◆ What you will do:
Edit the material below by replacing every occurrence of "elephant tail" with "elephant trunk" and changing nothing else. Leave the pictures out of your answer.

◆ Information supplied:

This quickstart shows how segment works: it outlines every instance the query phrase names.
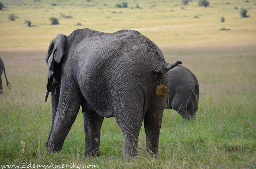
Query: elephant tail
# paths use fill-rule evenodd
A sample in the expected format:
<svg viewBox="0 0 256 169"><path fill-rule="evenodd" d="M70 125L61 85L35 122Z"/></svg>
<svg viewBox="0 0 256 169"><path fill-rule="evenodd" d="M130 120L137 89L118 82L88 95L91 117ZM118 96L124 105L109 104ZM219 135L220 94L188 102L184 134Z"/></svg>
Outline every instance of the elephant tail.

◆ Complete answer:
This quickstart shows how segment works: it outlines every instance the query phrase names.
Query: elephant trunk
# paths use fill-rule evenodd
A sample in the expected format:
<svg viewBox="0 0 256 169"><path fill-rule="evenodd" d="M70 125L61 85L35 122Z"/></svg>
<svg viewBox="0 0 256 169"><path fill-rule="evenodd" d="M130 120L137 89L118 82L88 95L91 117ZM118 96L124 105L109 104ZM219 135L220 94L188 102L184 134Z"/></svg>
Outline every instance of the elephant trunk.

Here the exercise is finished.